Stored data entries
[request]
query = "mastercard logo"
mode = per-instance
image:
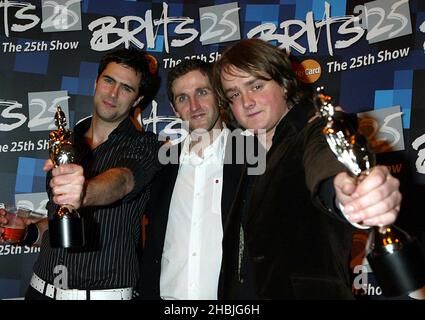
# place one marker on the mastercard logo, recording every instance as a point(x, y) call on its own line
point(308, 71)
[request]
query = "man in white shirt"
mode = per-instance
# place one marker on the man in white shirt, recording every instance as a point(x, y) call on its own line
point(182, 256)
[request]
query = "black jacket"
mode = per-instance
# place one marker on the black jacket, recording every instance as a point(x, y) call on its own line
point(296, 248)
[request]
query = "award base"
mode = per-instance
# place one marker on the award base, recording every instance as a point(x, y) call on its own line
point(401, 271)
point(66, 232)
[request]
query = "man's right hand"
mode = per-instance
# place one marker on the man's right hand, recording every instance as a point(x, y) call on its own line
point(67, 183)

#### Task:
An exact reprint of the records above is required, with all pictures left out.

#### Task solution:
[request]
query = "mastercard logo"
mode = per-instance
image:
# place one marker on the mastercard logo, recording every instance as a point(x, y) call on its own line
point(308, 71)
[request]
query = "man in white shirt"
mode = per-instance
# place one marker on the man in white shirt, recording every instance as a point(x, y) call on its own line
point(182, 256)
[request]
query = "black jacket"
mode = per-instance
# place one marker on the black jacket, recording every instance as a point(x, y) call on its own line
point(296, 248)
[request]
query = "award base"
mode = per-instance
# place one marker on the award base, recording every instance as a point(x, y) call on its own line
point(401, 271)
point(66, 232)
[request]
query = "man's right hand"
mode = per-instance
# place one marker on the man's right hand, recording every instance as a point(x, y) call on its own line
point(67, 183)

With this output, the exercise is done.